== Excerpt ==
Pratt gets tough on overdue books Library putting limits on borrowers, doubling fines

January 10, 1996|By Joan Jacobson | Joan Jacobson,SUN STAFF

A decade ago, the Enoch Pratt Free Library took drastic measures against a Morrell Park man whose library books were five years overdue.

The library sued him for five missing books, including "Cake Decorating and Sugarcraft" and "Staying Slim the Natural Way." But the man moved and the books were lost -- along with 100,000 others that haven't been returned during the last ten years.

Today, the library staff is overhauling its lending system and getting tough on the Pratt's 250,000 card holders, using some strict business tactics to monitor borrowers.

"Readers have to establish credit with the library," said circulation chief Carolyn Laster, noting that new cardholders are permitted to check out only two books on their first visit.

The library has:

* Required applicants to provide their Social Security numbers and driver's license numbers so that the staff can send their overdue book accounts to a collection agency if necessary.

* Purchased an automated phone system for reminding scofflaws to return overdue books. The library hopes to have the system operating this year.

* Doubled fines, from 10 cents a day to 20 cents. Children and senior citizens, who haven't been required to pay fines for the past 10 years, now must pay them like everyone else.

* Required each for new library cards to sign an "agreement of borrower's responsibility," with a promise to return library materials. Parents must sign applications for their children.

* Programmed their computer system to alert librarians annually to update a borrower's home address.

* Decided to reinstitute its practice of filing suits against the worst scofflaws. The practice was stopped three years ago when the city solicitor's office refused to file any more suits because of difficulties in finding recalcitrant borrowers. The city will resume the lawsuits this year, library officials say.

* Limited to 20 the number of books, videos and compact discs a borrower is permitted to have out at any given time. Previously, borrowers had access to an unlimited number.

The library began making some of the changes two years ago. They are a sharp departure from the past, when the Pratt tried with minor success to rein in book scofflaws with tactics such as amnesty days and a "Bring the Book Back" advertising campaign.

The library has not kept statistics in the last few years to monitor the return book rate, but Ms. Laster said she is seeing a big change in the number of books coming back. "I've noticed a lot of children come in with overdue books, and their parents are very careful about returning them," she said.

Previously, when children and the elderly were not liable for fines, they often kept the books.

"We don't think it encourages children to be good borrowers if you don't hold them accountable," said Harriet Jenkins, head of the library's social science and history department.

The new contract -- promising to be a responsible borrower -- is designed so library users "know what's expected of them," said Ms. Jenkins.

Ms. Jenkins and Ms. Laster said many people fail to return books for years because they think the library will charge them a big fine. The library never charges more than $6 for an overdue book.

Last fall an East Baltimore man was convicted of stealing four microbiology reference books worth about $800 from the main Pratt library on Cathedral Street while city firefighters investigated a false fire alarm.

The man was able to steal the books because the library's security system was turned off during the fire alarm.
===
== Information provided ==
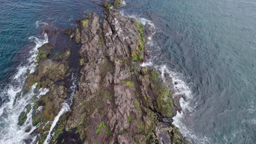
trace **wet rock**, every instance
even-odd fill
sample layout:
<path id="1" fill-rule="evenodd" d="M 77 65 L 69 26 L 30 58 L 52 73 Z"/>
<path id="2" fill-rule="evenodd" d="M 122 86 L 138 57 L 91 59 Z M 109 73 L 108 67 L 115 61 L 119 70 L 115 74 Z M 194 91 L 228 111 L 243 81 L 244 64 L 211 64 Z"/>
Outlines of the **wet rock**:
===
#### Requirement 1
Write out the part of the Pratt library article that opens with the words containing "Today, the library" and closes with "to monitor borrowers.".
#### Requirement 2
According to the Pratt library article, what is the most the library ever charges for an overdue book?
The records come from a source unrelated to the Pratt library article.

#### Task result 1
Today, the library staff is overhauling its lending system and getting tough on the Pratt's 250,000 card holders, using some strict business tactics to monitor borrowers.

#### Task result 2
The library never charges more than $6 for an overdue book.